### TASK TO CARRY OUT
Leave the pictures behind and reproduce every line of the listing exactly.

### DATA UNDER STUDY
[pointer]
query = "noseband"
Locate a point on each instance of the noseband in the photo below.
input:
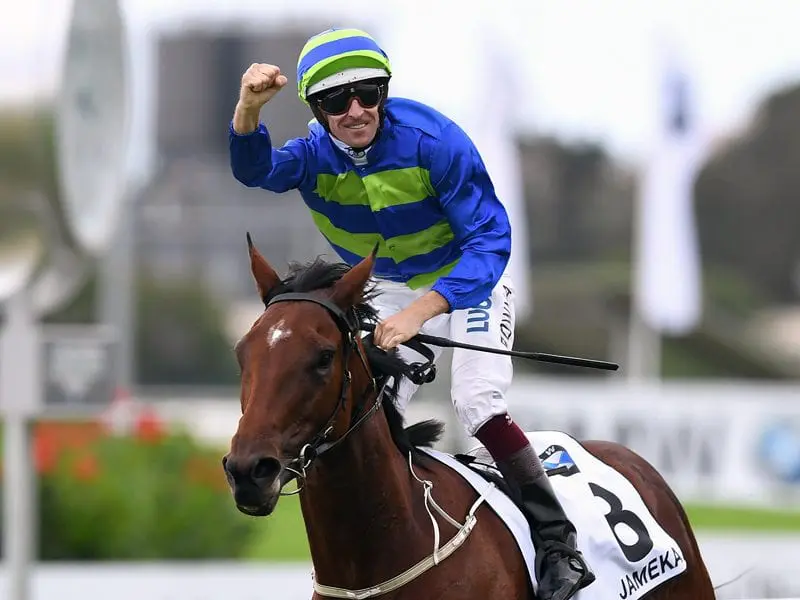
(319, 444)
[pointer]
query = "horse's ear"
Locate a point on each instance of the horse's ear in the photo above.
(263, 273)
(349, 290)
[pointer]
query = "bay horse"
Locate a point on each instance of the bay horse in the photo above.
(316, 409)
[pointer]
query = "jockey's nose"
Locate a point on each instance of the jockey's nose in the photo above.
(355, 110)
(258, 470)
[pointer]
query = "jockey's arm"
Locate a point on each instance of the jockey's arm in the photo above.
(256, 163)
(477, 217)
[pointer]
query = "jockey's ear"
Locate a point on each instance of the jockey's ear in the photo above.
(265, 276)
(349, 290)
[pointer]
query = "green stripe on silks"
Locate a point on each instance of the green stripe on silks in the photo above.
(398, 248)
(379, 190)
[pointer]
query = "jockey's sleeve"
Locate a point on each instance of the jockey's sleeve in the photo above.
(255, 163)
(477, 217)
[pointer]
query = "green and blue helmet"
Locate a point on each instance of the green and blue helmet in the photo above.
(336, 57)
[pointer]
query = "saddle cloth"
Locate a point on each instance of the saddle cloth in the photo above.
(627, 549)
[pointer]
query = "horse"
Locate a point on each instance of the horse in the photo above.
(318, 409)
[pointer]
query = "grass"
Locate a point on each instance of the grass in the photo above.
(284, 537)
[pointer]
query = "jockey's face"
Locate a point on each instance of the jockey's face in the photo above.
(353, 112)
(357, 127)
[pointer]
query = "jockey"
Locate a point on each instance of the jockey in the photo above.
(398, 173)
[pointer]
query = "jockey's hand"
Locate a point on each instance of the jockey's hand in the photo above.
(398, 328)
(259, 84)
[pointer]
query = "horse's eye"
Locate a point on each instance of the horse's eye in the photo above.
(324, 360)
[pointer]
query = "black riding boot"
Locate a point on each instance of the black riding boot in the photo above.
(560, 568)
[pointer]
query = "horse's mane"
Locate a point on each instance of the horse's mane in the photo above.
(319, 275)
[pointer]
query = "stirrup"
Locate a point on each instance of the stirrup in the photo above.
(575, 557)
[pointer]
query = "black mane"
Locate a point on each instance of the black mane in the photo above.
(321, 275)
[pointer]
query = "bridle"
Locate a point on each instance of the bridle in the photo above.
(348, 324)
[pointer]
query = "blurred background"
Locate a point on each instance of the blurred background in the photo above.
(646, 152)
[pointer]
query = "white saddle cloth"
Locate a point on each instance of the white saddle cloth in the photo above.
(627, 549)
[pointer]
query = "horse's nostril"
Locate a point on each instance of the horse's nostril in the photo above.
(266, 468)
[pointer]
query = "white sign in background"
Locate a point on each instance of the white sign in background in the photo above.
(769, 566)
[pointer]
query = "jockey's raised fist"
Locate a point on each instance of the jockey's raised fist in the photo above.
(259, 84)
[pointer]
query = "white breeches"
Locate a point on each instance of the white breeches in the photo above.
(479, 381)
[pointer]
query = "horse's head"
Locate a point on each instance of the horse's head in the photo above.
(295, 377)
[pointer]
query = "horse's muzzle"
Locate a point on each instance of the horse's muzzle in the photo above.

### SOLUTION FOR THIS PROBLEM
[pointer]
query = "noseband"
Locate a point on each instance of the noseband in the photo below.
input:
(319, 444)
[pointer]
query = "horse's ear"
Locate a point on each instance of the horse's ear in the photo above.
(263, 273)
(349, 290)
[pointer]
query = "bay horse"
Locate a point on each instance of the bay horse in the photo above.
(316, 409)
[pointer]
query = "jockey's nose"
Locate a point on each instance of the jockey's nose in the photo above.
(355, 110)
(258, 470)
[pointer]
query = "jockey's arm"
Locate a point on each instance of the jockey's arm in the photo above.
(256, 163)
(477, 217)
[pointer]
query = "jockey's ear"
Locate a point on each instance of the jockey's ear in the photo above.
(265, 276)
(349, 290)
[pointer]
query = "green stripe on silks"
Locate a point on each instance of the green stripe on silks in the photo above.
(398, 248)
(379, 190)
[pointer]
query = "jockey's sleeve"
Locate a point on each instance of the jockey's sleeve in the photo above.
(255, 163)
(477, 217)
[pointer]
query = "green and blue helmet"
Locate a point on each instance of the green and blue helmet in the photo above.
(336, 57)
[pointer]
query = "saddle cloth"
Locate a point on each instance of the saddle cloth in the photo above.
(627, 549)
[pointer]
query = "horse"
Locate a point on each instance of the horse in the photo above.
(318, 409)
[pointer]
query = "grass"
Locate a point on each instance of the grass in the photo above.
(284, 537)
[pointer]
query = "jockey's face"
Locate a point on each instance of the jockey's face in the photo above.
(353, 112)
(357, 127)
[pointer]
query = "jockey"
Locate a point on each instance of the jockey in the photo above.
(398, 173)
[pointer]
query = "jockey's hand"
Locate a point on each instance of the jockey's hand in the photo above.
(398, 328)
(259, 84)
[pointer]
query = "horse's eye"
Locate a point on each instance of the horse's eye in the photo above.
(324, 360)
[pointer]
query = "black riding boot"
Locate a point on each instance of the black riding boot in the photo above.
(560, 568)
[pointer]
query = "horse's mane"
Locate a point on each instance of the horse's mane in the photo above.
(319, 275)
[pointer]
query = "stirrup"
Locate a point on each instance of the stirrup in the photo above.
(575, 557)
[pointer]
query = "black mane"
Locate a point on each instance of the black mane in the photo above.
(321, 275)
[pointer]
query = "bridle"
Locate a point on each instance of the bridle in the photo above.
(348, 324)
[pointer]
query = "blurred background"
Locate a point on each instance of the blurred background in the photo above.
(646, 152)
[pointer]
query = "white saddle cloth"
Locate a point on each instance of the white saddle cloth in the photo above.
(627, 549)
[pointer]
query = "horse's nostril"
Locate a point on each instance of the horse's nostril in the photo above.
(266, 468)
[pointer]
query = "white sign in background"
Locate a point on each instance of the white sign in background in the photo above.
(769, 566)
[pointer]
query = "jockey's raised fist"
Locate a point on each instance of the jockey's raised fist in the photo above.
(259, 84)
[pointer]
query = "white breeches"
Locate a point on each instance of the white breeches in the photo above.
(479, 381)
[pointer]
query = "horse's head"
Locate a point on each instance of the horse's head in the photo above.
(295, 377)
[pointer]
query = "horse's muzzle"
Locate a point on each instance of the horse's muzzle in the photo above.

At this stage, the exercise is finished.